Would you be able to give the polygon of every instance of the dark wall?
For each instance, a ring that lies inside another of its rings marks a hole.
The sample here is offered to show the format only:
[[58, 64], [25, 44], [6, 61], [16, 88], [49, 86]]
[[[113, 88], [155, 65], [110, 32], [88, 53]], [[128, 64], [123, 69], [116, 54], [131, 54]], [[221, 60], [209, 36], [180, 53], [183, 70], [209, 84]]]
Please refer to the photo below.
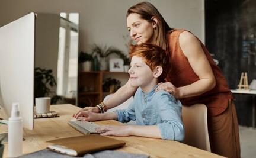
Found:
[[[219, 60], [229, 87], [237, 88], [242, 72], [248, 72], [249, 83], [256, 79], [256, 61], [249, 54], [256, 48], [256, 1], [206, 0], [205, 10], [206, 45]], [[239, 124], [251, 126], [252, 96], [234, 97]]]

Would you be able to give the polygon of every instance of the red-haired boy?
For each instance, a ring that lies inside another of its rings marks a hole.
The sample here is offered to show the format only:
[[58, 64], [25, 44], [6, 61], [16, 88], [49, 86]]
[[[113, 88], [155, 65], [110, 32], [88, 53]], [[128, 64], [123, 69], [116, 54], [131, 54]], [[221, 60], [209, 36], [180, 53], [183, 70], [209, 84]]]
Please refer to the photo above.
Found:
[[139, 136], [182, 141], [184, 137], [181, 104], [163, 90], [156, 92], [164, 82], [170, 66], [169, 56], [159, 47], [143, 44], [132, 46], [130, 84], [138, 87], [132, 103], [127, 109], [97, 114], [81, 112], [82, 120], [92, 121], [114, 119], [122, 122], [136, 121], [136, 125], [102, 126], [97, 129], [103, 136]]

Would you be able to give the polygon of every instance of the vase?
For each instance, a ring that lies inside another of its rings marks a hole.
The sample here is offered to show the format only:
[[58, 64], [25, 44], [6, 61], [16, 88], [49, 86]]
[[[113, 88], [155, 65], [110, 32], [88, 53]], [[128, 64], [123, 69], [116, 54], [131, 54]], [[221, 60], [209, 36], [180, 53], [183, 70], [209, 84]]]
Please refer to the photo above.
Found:
[[89, 72], [91, 70], [92, 62], [86, 61], [82, 63], [82, 71]]
[[108, 63], [105, 57], [100, 58], [100, 70], [101, 71], [106, 71], [108, 69]]

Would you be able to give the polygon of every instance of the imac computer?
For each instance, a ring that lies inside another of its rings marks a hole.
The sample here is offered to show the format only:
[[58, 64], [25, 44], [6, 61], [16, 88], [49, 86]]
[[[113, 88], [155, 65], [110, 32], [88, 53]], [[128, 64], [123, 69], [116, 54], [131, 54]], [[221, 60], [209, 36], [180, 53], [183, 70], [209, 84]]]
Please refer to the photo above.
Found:
[[36, 14], [30, 13], [0, 28], [0, 106], [9, 117], [20, 105], [23, 127], [34, 127]]

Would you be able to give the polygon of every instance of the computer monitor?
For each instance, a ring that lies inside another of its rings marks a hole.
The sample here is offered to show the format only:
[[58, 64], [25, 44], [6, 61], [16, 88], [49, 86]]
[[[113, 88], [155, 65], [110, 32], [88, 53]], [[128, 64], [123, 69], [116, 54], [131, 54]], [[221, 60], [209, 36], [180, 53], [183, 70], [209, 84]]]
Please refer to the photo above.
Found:
[[0, 102], [8, 117], [20, 104], [23, 127], [34, 127], [35, 20], [30, 13], [0, 28]]

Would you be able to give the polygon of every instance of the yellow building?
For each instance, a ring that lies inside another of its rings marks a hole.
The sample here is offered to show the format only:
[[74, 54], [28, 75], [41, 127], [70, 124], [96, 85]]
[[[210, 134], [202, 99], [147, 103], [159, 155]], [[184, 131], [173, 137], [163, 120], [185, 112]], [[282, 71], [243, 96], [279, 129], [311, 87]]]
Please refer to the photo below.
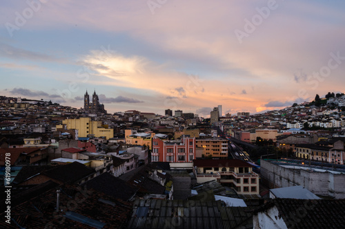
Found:
[[67, 129], [76, 129], [78, 130], [78, 136], [87, 137], [93, 135], [97, 138], [106, 137], [107, 139], [114, 137], [114, 130], [102, 127], [102, 122], [92, 121], [90, 118], [80, 118], [79, 119], [65, 119], [62, 121]]

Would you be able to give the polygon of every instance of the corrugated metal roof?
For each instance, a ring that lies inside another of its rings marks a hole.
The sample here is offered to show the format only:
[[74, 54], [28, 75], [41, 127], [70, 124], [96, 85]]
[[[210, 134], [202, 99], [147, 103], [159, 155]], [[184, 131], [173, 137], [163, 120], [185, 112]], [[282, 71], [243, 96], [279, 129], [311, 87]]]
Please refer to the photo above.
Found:
[[248, 209], [220, 201], [137, 200], [128, 228], [231, 228], [251, 217]]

------------------------

▸ **Goal**
Repeat verbatim the stretch of the entries from the line containing "the red-haired boy?" through the line containing "71], [108, 69]]", including both of those lines.

▸ **Final result**
Would you be able to give the polygon of every instance of the red-haired boy?
For each instance, a ring that lies inside another of its rings marks a hole.
The sample here is offered to show the format only:
[[58, 64], [25, 44], [6, 61], [16, 88], [49, 86]]
[[[113, 88], [155, 65], [110, 32], [88, 53]], [[128, 64], [123, 69], [116, 54], [131, 54]], [[221, 60], [209, 36], [180, 53], [183, 70], [209, 84]]]
Please refer to the photo above.
Found:
[[139, 136], [182, 141], [184, 137], [181, 104], [163, 90], [156, 92], [164, 82], [170, 66], [169, 56], [159, 47], [143, 44], [132, 46], [130, 84], [138, 87], [132, 103], [127, 109], [97, 114], [81, 112], [82, 120], [92, 121], [114, 119], [122, 122], [136, 121], [136, 125], [102, 126], [97, 129], [103, 136]]

Would you be able to give the polygon of every instance of the vase?
For each instance, a ring that lies inside another of its rings marks a hole.
The sample here is offered to show the format only:
[[58, 64], [25, 44], [6, 61], [16, 88], [49, 86]]
[[[113, 88], [155, 65], [110, 32], [88, 53]], [[128, 64], [123, 69], [116, 54], [131, 54]], [[221, 60], [209, 36], [180, 53], [183, 70], [209, 84]]]
Please refer to the photo above.
Found:
[[89, 72], [91, 70], [92, 62], [86, 61], [82, 63], [82, 71]]
[[108, 63], [105, 57], [100, 58], [100, 70], [101, 71], [106, 71], [108, 69]]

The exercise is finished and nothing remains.